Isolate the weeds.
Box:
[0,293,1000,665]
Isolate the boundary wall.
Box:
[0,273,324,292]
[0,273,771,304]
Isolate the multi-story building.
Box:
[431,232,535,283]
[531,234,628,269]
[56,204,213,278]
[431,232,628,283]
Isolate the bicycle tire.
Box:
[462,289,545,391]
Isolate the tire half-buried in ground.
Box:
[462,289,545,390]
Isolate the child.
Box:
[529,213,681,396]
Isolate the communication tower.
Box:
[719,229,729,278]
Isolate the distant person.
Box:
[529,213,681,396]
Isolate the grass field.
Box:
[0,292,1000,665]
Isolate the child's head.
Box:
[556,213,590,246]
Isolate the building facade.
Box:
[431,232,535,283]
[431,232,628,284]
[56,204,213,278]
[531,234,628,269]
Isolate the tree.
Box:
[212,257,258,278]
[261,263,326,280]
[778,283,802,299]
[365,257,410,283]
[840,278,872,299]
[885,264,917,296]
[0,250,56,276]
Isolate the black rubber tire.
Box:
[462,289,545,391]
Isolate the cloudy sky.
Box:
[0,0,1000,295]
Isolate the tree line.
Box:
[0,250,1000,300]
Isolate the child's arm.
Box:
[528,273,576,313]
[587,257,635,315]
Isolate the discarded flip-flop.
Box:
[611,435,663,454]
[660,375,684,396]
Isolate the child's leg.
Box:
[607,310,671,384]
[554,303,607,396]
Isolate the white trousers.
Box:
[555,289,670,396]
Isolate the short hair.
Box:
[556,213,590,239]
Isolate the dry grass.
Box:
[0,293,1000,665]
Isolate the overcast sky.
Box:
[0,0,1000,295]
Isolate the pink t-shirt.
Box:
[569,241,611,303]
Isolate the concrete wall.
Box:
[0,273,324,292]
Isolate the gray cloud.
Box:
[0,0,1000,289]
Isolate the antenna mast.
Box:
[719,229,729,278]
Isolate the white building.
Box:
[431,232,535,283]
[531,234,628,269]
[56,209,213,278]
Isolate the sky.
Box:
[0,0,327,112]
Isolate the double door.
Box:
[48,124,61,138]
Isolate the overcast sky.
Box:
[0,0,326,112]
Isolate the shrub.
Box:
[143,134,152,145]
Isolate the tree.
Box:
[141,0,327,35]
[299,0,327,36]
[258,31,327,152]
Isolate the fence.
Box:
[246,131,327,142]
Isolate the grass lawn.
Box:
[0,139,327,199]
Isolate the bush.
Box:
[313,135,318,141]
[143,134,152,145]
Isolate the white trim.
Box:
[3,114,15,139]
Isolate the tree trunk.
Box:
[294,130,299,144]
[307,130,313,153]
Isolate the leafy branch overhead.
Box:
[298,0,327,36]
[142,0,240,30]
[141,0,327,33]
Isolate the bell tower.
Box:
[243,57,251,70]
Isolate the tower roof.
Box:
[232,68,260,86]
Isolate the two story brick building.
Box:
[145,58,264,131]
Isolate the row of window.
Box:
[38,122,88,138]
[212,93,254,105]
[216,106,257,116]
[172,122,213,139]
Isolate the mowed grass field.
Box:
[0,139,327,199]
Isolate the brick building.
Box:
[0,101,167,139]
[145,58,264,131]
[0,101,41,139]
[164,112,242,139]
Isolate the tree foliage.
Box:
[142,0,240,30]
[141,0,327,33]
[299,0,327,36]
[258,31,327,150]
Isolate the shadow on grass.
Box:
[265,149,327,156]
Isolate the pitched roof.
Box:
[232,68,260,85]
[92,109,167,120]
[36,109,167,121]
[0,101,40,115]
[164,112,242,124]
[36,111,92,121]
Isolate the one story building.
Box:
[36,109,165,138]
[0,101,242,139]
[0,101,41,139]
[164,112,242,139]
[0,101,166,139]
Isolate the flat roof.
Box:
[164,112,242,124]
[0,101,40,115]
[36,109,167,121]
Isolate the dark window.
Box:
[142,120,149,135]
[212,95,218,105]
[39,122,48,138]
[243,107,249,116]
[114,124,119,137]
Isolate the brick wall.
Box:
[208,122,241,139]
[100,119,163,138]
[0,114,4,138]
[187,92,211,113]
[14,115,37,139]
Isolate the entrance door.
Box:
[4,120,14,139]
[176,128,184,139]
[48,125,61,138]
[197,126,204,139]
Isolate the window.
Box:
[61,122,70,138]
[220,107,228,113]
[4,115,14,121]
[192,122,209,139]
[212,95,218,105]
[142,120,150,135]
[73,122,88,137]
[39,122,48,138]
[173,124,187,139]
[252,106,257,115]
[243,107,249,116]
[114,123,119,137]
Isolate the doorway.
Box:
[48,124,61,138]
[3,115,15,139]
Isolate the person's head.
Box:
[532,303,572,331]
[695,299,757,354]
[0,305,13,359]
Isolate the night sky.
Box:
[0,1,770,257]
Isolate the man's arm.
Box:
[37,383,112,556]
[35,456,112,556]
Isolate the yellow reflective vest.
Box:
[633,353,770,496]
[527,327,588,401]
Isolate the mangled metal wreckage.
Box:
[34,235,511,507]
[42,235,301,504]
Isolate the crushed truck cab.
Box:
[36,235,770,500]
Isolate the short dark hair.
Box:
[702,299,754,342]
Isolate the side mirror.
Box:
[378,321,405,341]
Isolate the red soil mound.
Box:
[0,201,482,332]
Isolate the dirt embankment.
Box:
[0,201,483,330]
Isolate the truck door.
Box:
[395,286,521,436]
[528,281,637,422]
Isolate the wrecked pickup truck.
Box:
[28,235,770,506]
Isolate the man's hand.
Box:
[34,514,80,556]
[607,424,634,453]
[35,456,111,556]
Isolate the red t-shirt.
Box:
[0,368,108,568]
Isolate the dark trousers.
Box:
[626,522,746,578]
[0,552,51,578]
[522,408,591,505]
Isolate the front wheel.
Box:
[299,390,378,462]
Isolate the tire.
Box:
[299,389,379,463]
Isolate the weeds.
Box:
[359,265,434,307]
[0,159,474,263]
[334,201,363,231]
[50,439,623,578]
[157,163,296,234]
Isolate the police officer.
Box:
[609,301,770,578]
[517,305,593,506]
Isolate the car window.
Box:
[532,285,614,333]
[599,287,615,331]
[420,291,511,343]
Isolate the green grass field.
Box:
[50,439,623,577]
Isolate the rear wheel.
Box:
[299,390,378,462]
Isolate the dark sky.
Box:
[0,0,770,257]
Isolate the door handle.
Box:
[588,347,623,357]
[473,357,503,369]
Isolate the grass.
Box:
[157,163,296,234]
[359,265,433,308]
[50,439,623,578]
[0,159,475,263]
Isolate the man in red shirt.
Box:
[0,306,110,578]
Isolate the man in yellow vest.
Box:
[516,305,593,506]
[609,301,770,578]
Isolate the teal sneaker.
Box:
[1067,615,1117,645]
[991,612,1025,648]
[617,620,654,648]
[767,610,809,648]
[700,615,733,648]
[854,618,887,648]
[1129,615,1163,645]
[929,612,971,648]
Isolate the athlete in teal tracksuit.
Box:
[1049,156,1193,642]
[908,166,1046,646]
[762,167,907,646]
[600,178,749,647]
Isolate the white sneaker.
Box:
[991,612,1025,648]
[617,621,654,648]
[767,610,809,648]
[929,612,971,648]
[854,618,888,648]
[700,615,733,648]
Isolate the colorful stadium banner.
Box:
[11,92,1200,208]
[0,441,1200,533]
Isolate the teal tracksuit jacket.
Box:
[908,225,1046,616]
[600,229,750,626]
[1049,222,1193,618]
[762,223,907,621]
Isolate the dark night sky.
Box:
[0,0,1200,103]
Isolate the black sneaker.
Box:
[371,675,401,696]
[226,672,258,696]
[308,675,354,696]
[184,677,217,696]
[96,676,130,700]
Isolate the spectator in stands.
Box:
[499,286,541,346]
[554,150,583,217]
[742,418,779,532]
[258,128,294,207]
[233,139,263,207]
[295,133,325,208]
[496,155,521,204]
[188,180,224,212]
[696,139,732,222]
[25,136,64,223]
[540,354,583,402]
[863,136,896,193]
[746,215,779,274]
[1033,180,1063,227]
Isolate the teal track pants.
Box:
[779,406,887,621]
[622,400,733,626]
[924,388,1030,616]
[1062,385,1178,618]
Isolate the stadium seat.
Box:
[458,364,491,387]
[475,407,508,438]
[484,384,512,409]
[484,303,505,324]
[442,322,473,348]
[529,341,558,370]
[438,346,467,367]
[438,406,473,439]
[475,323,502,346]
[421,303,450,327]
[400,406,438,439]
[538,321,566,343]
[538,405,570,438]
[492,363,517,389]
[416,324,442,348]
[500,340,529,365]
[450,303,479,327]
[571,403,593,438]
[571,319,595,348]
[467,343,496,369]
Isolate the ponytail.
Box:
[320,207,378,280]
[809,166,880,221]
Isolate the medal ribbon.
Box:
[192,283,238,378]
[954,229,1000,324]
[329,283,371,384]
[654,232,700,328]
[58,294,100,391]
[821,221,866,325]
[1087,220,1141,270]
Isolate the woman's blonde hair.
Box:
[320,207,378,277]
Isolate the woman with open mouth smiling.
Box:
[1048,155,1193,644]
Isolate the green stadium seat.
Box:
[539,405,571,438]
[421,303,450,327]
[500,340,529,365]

++++++++++

__Task details__
Please convert the items into a two-column CSV with the headers instruction and boxes, one row per item and each field in quotes with line breaks replaced by spaces. Begin at the line that has "Isolate the bush." and stop after the line that has "[232,68,260,86]".

__Exercise response__
instruction,boxes
"Isolate the bush. Box:","[313,135,318,141] [143,134,152,145]"
"Isolate the white trim. Box:","[3,114,15,139]"
"Isolate the tree trunk. Box:","[294,130,299,144] [307,130,313,153]"
"Isolate the leafy branch overhead. Box:","[298,0,327,36] [142,0,240,30] [141,0,327,33]"
"Isolate the bell tower. Box:","[243,57,251,70]"
"Isolate the tower roof. Box:","[232,68,260,86]"